# WRITTEN TASKS:
(a) Condense the paragraph of the passage on authorized device locations that begins "In another embodiment, at least one authorized source" into a short bulleted list that keeps its main facts.
(b) Extend the passage on authorized device locations, beginning immediately after its final sentence.

── SOURCE

One example of a system for carrying out the foregoing
functionality of operations 304-312 will be set forth in greater
detail during reference to FIG. 4.
[0044] If however, the current coordinates are not determined to be
the same as any of the authorized coordinates, decryption may be
precluded and normal functionality of the device may be temporarily
terminated. Further, a notification may be displayed along with a
prompt for a communication. See operation 308. Specifically, the
notification may be displayed to a user of the device. Further, the
notification may inform the user that the device is outside of its
authorized operating area. Still yet, the notification may inform
the user of the authorized operating area based on the authorized
coordinates, or report next time a connection occurs.
[0045] Additionally, the prompted communication may include any
communication to be sent from the device to a remote server. For
example, the communication may include a call, a data transmission
(e.g. e-mail, website interaction, etc.) via any integrated or
separate interface, etc. Further, the communication may, in one
embodiment, be predicated on entry of appropriate log-in
information (e.g. user name, password, etc.).
[0046] In another embodiment, at least one authorized source of the
communication may be identified. The authorized source may include
any predetermined source (e.g. port, internet protocol address,
phone number, e-mail address, etc.) from which the user of the
device is authorized to communicate. In such embodiment, the
authorized source may be one of a plurality of authorized sources
stored within the device and/or a separate server. In addition, the
authorized source may be defined by the user and/or the service
provider at the time of registration of the device, for
example.
[0047] As an option, it may be determined whether the communication
was successful by verifying the log-in information, comparing the
authorized source of the communication with an actual source of the
communication, etc. Specifically, in the latter embodiment, the
aforementioned ports, internet protocol addresses, phone numbers,
etc. may be compared. Of course, however, the success of the
communication may be determined in any desired manner.
[0048] If it is determined that the communication was not
successful (e.g. that the comparison was not successful), normal
operation of the device may be continuously precluded. Moreover,
decryption of content may only be resumed once it is determined
that the device is located within the authorized area, without
having to permanently disable pending verbal authorization
involving an operator.
[0049] If, however, it is determined that the communication was
successful, a GUI may be displayed to the user utilizing the device
in order to update authorized coordinates and/or sources associated
with the device. Just by way of example, the GUI may enable the
user to re-register the device with a new set of authorized
coordinates and/or sources. In this way, a user may be permitted to
change authorized coordinates and/or sources associated with a
device.
[0050] Optionally, the authorized coordinates and/or sources may
only be allowed to be updated a predetermined number of times. For
example, the authorized coordinates and/or sources may be allowed
to be updated once a year, once every three years, two times total,
etc. In one embodiment, the service provider may define the number
of times the authorized coordinates and/or sources may be updated.

────
── DATASET RECORDS

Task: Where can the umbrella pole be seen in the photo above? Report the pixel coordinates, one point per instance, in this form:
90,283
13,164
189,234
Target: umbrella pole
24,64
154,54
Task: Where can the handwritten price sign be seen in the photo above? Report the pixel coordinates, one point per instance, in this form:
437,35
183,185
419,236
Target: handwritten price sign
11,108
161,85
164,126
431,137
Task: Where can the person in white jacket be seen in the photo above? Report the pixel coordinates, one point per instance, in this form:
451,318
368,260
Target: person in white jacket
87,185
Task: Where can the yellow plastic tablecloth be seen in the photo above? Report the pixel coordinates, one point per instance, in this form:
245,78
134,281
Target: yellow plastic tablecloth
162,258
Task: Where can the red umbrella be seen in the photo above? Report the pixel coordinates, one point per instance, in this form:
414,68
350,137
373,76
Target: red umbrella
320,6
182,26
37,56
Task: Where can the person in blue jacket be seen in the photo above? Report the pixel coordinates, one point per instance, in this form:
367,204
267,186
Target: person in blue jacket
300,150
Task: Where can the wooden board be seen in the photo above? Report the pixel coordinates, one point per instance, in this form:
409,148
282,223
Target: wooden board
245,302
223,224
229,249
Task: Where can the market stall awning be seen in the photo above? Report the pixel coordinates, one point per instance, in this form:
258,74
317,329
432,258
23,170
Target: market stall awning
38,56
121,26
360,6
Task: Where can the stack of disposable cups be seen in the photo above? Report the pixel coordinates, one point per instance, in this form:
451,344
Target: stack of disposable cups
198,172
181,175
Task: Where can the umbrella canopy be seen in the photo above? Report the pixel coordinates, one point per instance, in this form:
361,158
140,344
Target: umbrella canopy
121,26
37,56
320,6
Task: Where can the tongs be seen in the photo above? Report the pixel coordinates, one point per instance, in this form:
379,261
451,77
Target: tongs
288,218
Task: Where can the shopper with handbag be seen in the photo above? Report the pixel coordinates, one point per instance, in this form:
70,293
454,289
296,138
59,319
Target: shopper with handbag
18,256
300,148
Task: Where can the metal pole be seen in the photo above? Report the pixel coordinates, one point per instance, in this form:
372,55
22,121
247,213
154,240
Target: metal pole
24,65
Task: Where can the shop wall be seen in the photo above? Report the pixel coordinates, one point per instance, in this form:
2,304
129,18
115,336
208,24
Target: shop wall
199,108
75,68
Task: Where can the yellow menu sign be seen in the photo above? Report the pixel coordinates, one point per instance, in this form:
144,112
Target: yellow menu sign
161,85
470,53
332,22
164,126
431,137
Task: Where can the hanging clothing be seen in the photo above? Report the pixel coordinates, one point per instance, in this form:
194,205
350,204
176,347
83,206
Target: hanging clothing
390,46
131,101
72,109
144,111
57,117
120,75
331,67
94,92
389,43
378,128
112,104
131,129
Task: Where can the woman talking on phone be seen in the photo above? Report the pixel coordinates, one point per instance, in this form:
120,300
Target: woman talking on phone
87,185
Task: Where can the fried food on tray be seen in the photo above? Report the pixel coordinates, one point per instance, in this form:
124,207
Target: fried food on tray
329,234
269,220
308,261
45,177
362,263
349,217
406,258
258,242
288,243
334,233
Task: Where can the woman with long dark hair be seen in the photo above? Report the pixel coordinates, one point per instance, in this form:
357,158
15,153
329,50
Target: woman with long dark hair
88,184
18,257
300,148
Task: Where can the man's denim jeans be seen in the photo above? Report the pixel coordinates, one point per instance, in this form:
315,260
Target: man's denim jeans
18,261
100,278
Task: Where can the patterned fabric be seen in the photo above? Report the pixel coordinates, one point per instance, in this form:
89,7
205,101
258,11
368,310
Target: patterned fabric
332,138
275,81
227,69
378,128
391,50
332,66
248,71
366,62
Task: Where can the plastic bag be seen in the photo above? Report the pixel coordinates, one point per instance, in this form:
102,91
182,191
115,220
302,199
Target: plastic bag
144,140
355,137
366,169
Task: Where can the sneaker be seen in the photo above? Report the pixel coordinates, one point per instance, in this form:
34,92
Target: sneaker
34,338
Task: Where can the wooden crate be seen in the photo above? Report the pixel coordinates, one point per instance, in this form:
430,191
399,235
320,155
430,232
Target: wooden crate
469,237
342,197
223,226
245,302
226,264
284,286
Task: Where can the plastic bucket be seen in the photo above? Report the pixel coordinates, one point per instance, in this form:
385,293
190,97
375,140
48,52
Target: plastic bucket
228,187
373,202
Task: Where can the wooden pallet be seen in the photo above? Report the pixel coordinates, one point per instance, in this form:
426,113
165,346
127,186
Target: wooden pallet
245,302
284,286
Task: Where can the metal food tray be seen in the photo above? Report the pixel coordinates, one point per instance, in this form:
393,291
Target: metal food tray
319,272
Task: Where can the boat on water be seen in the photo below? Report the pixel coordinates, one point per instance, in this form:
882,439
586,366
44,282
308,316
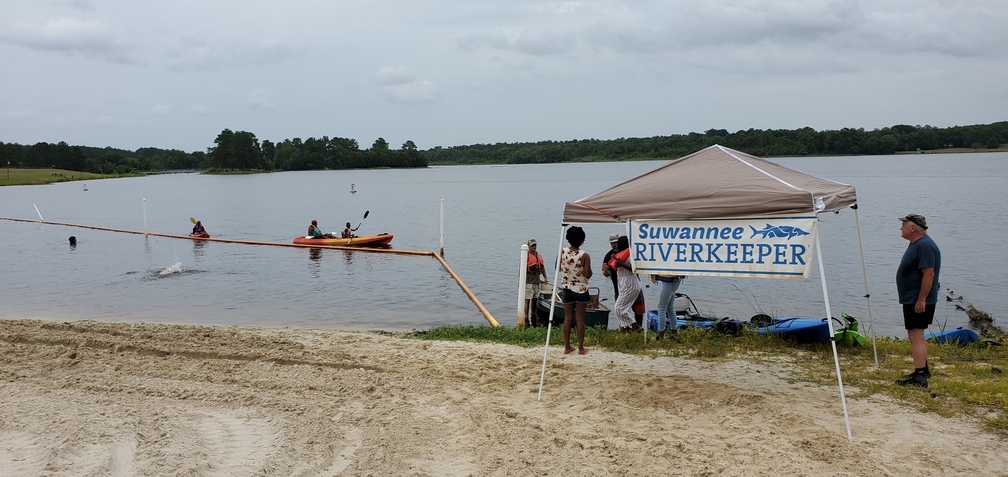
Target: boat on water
596,315
380,240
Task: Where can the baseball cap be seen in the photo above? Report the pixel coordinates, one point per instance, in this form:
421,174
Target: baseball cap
916,219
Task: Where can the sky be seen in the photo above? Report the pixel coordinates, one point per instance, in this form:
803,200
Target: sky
173,74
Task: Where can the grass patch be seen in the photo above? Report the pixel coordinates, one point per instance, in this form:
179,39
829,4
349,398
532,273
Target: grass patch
38,176
967,380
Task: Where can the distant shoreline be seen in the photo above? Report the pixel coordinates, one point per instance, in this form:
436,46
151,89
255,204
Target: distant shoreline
41,176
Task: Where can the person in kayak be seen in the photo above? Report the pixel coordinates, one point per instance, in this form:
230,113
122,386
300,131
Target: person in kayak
198,228
348,232
316,232
535,275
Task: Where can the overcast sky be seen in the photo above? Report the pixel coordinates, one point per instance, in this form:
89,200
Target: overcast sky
173,74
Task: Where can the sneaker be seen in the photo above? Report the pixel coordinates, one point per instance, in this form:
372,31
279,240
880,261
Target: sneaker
915,379
926,373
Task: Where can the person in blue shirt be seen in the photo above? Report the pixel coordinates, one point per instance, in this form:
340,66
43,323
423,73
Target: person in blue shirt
917,284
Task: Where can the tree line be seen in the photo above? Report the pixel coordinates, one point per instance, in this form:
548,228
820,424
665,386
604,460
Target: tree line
241,150
233,151
759,142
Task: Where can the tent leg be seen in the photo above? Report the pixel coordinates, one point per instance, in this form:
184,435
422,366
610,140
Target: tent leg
833,343
552,305
868,294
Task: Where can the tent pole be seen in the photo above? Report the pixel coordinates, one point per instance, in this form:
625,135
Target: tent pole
868,294
833,343
552,304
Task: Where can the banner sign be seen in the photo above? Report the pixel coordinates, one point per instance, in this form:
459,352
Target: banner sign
764,247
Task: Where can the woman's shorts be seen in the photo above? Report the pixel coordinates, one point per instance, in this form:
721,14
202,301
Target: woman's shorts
573,297
532,290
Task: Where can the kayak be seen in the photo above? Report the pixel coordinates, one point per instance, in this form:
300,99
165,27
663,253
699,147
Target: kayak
681,321
801,330
959,336
596,315
359,241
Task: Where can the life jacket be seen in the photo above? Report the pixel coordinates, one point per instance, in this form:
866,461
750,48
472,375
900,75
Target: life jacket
622,255
535,264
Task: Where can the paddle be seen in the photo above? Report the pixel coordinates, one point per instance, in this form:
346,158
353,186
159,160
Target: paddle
359,225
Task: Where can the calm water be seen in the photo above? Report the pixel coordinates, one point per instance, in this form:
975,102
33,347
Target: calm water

────

# EXPECTED RESPONSES:
(a)
- At least one authorized source of the communication may be identified.
- An authorized source is any predetermined source from which the device user is authorized to communicate, such as a port, internet protocol address, phone number, or e-mail address.
- It may be one of several authorized sources stored within the device and/or a separate server.
- It may be defined by the user and/or the service provider, for example when the device is registered.

(b)
To this end, decryption of the encrypted content may be permitted
upon such update.
[0051] FIG. 4 shows a system 400 for comparing current and
authorized coordinates for enabling the decryption of encrypted
content, in accordance with another embodiment. As an option, the
system 400 may be implemented in the context of FIGS. 1-3. For
example, the system 400 may be used for carrying out the foregoing
functionality of operations 304-312 of FIG. 3. Of course, however,
the system 400 may be carried out in any desired environment.
Further, the aforementioned definitions may equally apply to the
description below.
[0052] As shown, included is a GPS 402 coupled to an error
generator 404 which, in turn, feeds a read-only look up table (LUT)
406 and random access memory (RAM) 408. Coupled to the LUT 406 and
RAM 408 is a comparator 410 that feeds a decryption module 412. It
should be noted that any of the components (with the exception of
the GPS 402) may be positioned either in a device adapted to
receive content (e.g. device 201 of FIG. 2, etc.) and/or a remote
server (e.g. remote server 214 of FIG. 2, etc.).
[0053] Prior to use (e.g. during registration), the LUT 406 may be
burned with a set of authorized coordinates. This may be
accomplished, for example, by positioning the system 400 including
the GPS 402 at a location where operation is desired. In response
to a local or remote command, an initial set of coordinates may be
fed to the error generator 404 which, in turn, generates a range of
authorized coordinates based on a predetermined error amount. For
example, if the set of coordinates includes latitude_X,
longitude_Y, the error generator 404 may output latitude_X',
longitude_Y', latitude_X'', longitude_Y'', latitude_X''',
longitude_Y''', etc., which, in turn, are burned in the LUT
406.
[0054] In use, the GPS 402 may be used to generate a set of current
coordinates. Similar to the registration process, the error
generator 404 generates a range of current coordinates based on the
current coordinates. Unlike the registration process, however, such
range of current coordinates are fed to a RAM 408 such that the
range of current coordinates in the RAM 408 may be compared with
the range of authorized coordinates in the LUT 406 utilizing the
comparator 410.
[0055] Based on the foregoing comparison by the comparator 410, a
key associated with the decryption module 412 may be enabled. To
this end, the key may be used to decrypt encrypted content. It
should be strongly noted that the foregoing architecture is set
forth by way of example only and should not be construed as
limiting in any manner, as any technique for utilizing the current
coordinates to decrypt the content may be utilized.
[0056] FIG. 5 illustrates an exemplary system 500, in accordance
with one embodiment. As an option, the enforcement server 214 of
FIG. 2 may take the form of the system 500. In other embodiments,
the device 201 of FIG. 2 may be modeled after the system 500 but,
of course, may be also equipped with the additional components
shown in FIG. 2 (e.g. receiver, GPS/coordinate manager, etc.).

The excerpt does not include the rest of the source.